ESTRATTO FORNITO >>
^^^^^^^^
03/01/2011
Foto THINKSTOCK
La sentenza del Tar della Lombardia che ha bocciato la delibera regionale del 22 gennaio 2008 in materia di "Linee di attuazione operativa della legge 194" ha suscitato, come prevedibile, vibrate reazioni da parte del presidente della regione Lombardia Roberto Formigoni, che ha fatto rilevare come le motivazioni per la bocciatura del provvedimento, cioé l'interferenza del provvedimento con una legge statale, non sono coerenti con la delega alle singole regioni sulla pillola abortiva Ru486. Stessa materia, due competenze diverse, insomma.
Rivediamo i fatti. Il 22 gennaio 2008 la Regione Lombardia emette un provvedimento che vieta, dopo la 22^ settimana e 3 giorni, l'aborto terapeutico (cioè quello effettuato, ai sensi della legge 194/78, «a) quando la gravidanza o il parto
comportino un grave pericolo per la
vita della donna e b) quando siano accertati processi patologici, tra cui
quelli relativi a
rilevanti anomalie o malformazioni del nascituro, che determinino un
grave pericolo per la
salute fisica o psichica della donna»): oltre questo limite di tempo gli specialisti (si noti: sia di area cattolica che laica) ritengono che il feto, grazie al miglioramento delle tecniche di rianimazione di questi ultimi anni, abbia qualche probabilità di sopravvivere dopo essere stato "abortito vivo", con obbligo quindi dei medici di assisterlo per cercare di salvargli la vita. Si tratta, in poche parole, di una sorta di terribile "conflitto di interesse" fra la madre, che non vuole il figlio, e il bambino che, nascendo vivo, reclama il suo diritto a vivere. La situazione, in sè molto dolorosa, è stata risolta nel modo indicato dalla Regione Lombardia che, nella stessa delibera, aveva anche previsto, in caso di aborto terapeutico, di far compilare il certificato per l'interruzione di gravidanza da almeno due ginecologi, dopo aver sentito uno psicologo.
^^^^^^^^
Voci memorizzate >>
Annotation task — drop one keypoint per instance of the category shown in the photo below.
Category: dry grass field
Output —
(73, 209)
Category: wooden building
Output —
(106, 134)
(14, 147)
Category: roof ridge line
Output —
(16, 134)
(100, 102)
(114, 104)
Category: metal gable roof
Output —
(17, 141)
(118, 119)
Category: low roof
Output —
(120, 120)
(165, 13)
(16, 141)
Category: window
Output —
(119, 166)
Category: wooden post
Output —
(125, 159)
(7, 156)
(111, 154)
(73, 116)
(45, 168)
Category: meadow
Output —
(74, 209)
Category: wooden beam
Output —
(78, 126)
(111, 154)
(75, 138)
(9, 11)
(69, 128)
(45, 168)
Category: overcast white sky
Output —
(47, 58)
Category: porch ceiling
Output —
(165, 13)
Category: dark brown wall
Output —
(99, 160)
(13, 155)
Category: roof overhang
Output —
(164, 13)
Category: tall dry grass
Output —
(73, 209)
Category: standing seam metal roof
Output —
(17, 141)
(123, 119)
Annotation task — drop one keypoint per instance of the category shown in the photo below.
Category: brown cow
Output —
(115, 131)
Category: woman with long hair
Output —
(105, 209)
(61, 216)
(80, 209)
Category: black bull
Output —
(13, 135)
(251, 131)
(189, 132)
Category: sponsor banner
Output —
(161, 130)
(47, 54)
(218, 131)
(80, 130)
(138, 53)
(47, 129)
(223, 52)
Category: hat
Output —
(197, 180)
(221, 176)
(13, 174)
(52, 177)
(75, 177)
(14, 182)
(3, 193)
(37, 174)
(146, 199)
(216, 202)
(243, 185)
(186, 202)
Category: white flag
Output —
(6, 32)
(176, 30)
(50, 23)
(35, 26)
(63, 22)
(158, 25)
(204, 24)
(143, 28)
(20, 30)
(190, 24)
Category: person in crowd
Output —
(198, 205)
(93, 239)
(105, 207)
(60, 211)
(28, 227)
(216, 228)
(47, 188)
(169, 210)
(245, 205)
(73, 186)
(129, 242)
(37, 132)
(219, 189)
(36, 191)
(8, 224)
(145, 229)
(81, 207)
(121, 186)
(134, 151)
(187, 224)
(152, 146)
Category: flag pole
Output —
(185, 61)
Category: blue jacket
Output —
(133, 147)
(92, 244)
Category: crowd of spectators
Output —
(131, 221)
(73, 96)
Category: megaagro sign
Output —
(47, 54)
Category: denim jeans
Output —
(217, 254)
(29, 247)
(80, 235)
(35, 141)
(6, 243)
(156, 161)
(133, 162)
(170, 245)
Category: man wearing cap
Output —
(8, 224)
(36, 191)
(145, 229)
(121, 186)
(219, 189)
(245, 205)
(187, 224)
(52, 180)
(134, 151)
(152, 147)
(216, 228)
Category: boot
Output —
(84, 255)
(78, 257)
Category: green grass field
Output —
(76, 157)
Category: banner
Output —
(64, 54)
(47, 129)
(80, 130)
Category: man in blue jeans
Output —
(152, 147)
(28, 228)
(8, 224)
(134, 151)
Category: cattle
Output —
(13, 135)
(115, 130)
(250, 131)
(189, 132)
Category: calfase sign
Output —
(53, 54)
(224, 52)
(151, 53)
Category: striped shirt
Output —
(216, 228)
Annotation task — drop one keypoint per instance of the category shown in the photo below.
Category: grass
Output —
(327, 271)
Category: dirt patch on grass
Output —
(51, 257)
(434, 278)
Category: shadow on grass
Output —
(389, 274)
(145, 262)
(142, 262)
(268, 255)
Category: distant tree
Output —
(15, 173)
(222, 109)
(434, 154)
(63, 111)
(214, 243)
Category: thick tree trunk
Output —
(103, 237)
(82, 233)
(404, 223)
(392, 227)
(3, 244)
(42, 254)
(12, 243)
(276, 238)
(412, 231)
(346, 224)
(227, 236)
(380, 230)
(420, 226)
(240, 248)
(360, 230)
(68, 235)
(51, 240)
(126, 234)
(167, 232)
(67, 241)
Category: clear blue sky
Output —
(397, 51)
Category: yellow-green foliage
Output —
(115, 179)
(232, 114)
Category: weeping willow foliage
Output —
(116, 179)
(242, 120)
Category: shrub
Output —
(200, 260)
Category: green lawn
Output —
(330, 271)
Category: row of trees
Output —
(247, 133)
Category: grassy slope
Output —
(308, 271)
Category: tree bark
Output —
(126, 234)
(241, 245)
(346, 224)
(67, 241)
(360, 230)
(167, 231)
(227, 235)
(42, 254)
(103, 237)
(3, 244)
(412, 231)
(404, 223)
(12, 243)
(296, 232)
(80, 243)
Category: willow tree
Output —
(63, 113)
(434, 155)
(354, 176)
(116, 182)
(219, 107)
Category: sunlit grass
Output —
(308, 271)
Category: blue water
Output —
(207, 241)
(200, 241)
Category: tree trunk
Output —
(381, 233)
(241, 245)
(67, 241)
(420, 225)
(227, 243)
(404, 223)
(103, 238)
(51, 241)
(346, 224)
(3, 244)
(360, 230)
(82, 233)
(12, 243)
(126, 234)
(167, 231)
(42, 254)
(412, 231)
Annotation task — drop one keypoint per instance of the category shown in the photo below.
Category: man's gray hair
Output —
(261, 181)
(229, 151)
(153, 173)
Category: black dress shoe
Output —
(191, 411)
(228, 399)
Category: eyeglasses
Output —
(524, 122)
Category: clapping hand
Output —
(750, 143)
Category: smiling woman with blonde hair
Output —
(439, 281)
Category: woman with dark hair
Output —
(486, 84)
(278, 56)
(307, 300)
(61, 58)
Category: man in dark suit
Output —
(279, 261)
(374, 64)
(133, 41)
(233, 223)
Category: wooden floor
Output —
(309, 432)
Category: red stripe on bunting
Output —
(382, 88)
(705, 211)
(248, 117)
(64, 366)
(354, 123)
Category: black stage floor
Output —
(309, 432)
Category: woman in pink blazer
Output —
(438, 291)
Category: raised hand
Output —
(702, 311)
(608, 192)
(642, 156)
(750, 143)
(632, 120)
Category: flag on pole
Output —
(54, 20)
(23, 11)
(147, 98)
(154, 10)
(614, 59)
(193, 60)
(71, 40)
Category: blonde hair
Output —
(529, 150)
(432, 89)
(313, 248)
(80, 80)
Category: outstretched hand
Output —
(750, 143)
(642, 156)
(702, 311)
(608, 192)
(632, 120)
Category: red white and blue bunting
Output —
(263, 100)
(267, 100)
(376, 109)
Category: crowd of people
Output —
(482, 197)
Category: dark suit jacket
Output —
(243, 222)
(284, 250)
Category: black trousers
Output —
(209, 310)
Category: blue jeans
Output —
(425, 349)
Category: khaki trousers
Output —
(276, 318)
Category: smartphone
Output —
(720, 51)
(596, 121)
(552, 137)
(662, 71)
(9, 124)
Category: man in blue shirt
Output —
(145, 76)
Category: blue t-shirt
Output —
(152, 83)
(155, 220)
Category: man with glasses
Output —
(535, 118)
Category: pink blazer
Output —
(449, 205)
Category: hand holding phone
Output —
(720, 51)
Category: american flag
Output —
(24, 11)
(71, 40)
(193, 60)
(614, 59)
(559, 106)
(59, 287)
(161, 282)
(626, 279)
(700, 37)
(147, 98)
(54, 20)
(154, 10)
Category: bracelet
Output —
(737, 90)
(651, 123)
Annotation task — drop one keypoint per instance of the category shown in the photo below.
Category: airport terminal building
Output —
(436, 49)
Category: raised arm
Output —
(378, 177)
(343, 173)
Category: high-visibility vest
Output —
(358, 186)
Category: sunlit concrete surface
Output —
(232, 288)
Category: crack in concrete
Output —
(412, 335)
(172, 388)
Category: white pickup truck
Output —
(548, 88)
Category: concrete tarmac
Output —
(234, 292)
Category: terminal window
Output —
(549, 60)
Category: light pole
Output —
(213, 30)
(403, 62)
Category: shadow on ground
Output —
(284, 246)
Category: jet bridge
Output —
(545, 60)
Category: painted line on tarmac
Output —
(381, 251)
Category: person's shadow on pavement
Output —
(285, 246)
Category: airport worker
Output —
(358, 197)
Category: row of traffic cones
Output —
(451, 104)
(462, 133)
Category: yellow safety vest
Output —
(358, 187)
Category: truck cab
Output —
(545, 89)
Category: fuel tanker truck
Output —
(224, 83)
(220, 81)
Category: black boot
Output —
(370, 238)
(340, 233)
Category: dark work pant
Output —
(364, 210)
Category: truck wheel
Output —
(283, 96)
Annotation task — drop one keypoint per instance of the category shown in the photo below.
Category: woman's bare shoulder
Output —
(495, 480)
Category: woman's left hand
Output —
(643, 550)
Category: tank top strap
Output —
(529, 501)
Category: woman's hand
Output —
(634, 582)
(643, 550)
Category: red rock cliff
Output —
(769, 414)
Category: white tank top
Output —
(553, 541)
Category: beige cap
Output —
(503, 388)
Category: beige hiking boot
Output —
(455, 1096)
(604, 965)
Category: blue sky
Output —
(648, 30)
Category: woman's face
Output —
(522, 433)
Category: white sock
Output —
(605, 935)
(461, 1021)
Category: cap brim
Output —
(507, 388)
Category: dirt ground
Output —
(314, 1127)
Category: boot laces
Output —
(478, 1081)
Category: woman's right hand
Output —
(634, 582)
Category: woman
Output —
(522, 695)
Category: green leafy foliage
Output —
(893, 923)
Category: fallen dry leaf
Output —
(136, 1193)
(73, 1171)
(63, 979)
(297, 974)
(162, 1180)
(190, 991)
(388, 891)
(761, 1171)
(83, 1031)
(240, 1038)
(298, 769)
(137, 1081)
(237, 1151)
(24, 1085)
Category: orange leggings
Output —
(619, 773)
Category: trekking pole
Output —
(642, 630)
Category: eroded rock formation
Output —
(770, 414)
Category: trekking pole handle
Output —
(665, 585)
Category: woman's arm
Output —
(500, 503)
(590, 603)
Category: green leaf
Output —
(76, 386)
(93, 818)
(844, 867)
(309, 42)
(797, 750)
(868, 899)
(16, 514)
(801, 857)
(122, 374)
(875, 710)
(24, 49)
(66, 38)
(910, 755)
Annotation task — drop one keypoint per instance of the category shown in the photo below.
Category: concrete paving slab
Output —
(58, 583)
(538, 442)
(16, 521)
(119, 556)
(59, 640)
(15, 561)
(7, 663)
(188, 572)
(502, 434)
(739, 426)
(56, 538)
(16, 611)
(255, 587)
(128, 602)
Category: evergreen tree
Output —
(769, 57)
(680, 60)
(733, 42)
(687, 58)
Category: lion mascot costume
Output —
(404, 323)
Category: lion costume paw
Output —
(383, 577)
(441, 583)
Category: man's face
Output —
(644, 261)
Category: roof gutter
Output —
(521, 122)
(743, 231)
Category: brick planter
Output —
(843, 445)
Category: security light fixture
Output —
^^^^^^^^
OBIETTIVO DEL COMPITO >>
Rispondi alle seguenti domande sull'estratto relativo alla delibera lombarda sulla legge 194.
1. In quale data la Regione Lombardia ha emesso il provvedimento?
2. Dopo quale limite di tempo il provvedimento vieta l'aborto terapeutico?
3. In caso di aborto terapeutico, quanti ginecologi devono compilare il certificato per l'interruzione di gravidanza e chi devono sentire prima?
I registri provengono da una fonte diversa da quella dell'estratto.

SOLUZIONE >>
1. Il 22 gennaio 2008.
2. Dopo la 22ª settimana e 3 giorni.
3. Almeno due ginecologi, dopo aver sentito uno psicologo.